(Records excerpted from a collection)
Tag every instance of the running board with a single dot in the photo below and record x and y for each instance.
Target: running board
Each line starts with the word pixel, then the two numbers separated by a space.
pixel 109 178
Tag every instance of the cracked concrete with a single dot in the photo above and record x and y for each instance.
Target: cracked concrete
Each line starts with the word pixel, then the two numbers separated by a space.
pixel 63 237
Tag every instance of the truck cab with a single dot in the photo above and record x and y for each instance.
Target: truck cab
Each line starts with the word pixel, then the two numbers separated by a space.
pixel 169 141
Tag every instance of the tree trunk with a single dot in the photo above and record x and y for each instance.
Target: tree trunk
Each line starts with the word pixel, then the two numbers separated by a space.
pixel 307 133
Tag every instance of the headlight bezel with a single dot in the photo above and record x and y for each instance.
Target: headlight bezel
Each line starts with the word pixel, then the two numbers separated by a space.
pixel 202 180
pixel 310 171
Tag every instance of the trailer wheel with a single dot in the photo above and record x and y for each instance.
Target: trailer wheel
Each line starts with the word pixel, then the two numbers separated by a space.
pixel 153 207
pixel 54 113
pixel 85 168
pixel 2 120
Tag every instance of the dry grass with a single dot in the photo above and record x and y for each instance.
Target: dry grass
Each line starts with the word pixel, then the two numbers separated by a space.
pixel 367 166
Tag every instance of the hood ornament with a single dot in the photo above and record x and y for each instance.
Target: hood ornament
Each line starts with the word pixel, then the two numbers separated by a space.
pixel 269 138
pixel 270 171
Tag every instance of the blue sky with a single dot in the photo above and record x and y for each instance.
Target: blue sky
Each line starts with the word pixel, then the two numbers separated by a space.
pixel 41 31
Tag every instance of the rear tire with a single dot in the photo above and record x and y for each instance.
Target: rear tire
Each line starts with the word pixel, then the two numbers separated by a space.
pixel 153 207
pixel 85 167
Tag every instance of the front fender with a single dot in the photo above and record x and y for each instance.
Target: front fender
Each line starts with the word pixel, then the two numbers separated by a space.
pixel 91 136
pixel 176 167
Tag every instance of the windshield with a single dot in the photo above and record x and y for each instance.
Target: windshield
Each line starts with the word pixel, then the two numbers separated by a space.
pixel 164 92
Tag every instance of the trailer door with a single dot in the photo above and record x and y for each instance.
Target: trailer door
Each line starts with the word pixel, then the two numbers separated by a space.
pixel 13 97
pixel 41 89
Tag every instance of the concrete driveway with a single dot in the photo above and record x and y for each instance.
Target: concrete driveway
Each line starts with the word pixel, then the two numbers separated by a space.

* _TASK OBJECTIVE_
Set the data down again in full, exactly as given.

* _SOLUTION_
Tag every instance of the running board with a single dot in the photo below and record x and y for each instance.
Target: running board
Each line starts with the word pixel, then the two numbers separated by a space.
pixel 109 178
Tag every instance of the cracked concrete with a single dot in the photo above and record x and y for each instance.
Target: cracked concrete
Each line starts with the word pixel, then the two numbers separated by a space.
pixel 63 237
Tag every instance of the truck cab with a single dot in the photo above and record x and y for each instance.
Target: truck cab
Each line starts with the word pixel, then the two numbers separated by a space.
pixel 169 141
Tag every instance of the tree trunk with a single dot in the photo above and record x and y for each instance.
Target: tree trunk
Each line starts with the word pixel, then the two numbers separated by a space.
pixel 307 133
Tag every instance of the headlight bezel with a single dot in the photo above and record x and y for each instance.
Target: headlight bezel
Each line starts with the word pixel, then the two numbers separated by a space.
pixel 202 180
pixel 310 171
Tag every instance of the trailer wheel with a single dot in the photo above and record x and y for each instance.
Target: trailer wheel
Each line starts with the word pixel, then the two numbers separated by a space.
pixel 153 207
pixel 54 113
pixel 85 168
pixel 2 120
Tag every instance of the dry grass with a single dot in the photo above and record x and y for each instance.
Target: dry grass
Each line starts with the word pixel, then the two numbers separated by a space.
pixel 367 166
Tag every instance of the hood ornament with a single dot in the photo above and record x and y for each instance.
Target: hood ornament
Each line starts with the word pixel, then the two numbers separated by a space.
pixel 269 138
pixel 270 171
Tag every instance of the blue sky with a single dot in the photo above and record x and y for each instance.
Target: blue sky
Each line starts with the word pixel, then the two numbers separated by a space.
pixel 41 31
Tag every instance of the rear tire with a single dot in the photo above and record x and y for each instance.
Target: rear tire
Each line starts with the word pixel, then the two numbers separated by a space.
pixel 153 207
pixel 85 167
Tag every instance of the front fender with a single dot in the photo above and record x and y for each instance.
Target: front fender
Each line starts with the word pixel, then the two numbers separated by a space.
pixel 91 136
pixel 176 167
Tag every instance of the windshield with a single dot in the photo above and record x and y for each instance.
Target: windshield
Each line starts with the word pixel, then the two numbers separated by a space.
pixel 164 92
Tag every instance of the trailer door with a single dot in the photo above and record x and y for each instance.
Target: trailer door
Each line starts with the word pixel, then the two numbers separated by a space.
pixel 13 97
pixel 41 89
Tag every instance of the concrete driveway with a single dot in the photo above and record x and y for each instance.
Target: concrete driveway
Each line starts with the word pixel, then the two numbers separated by a space.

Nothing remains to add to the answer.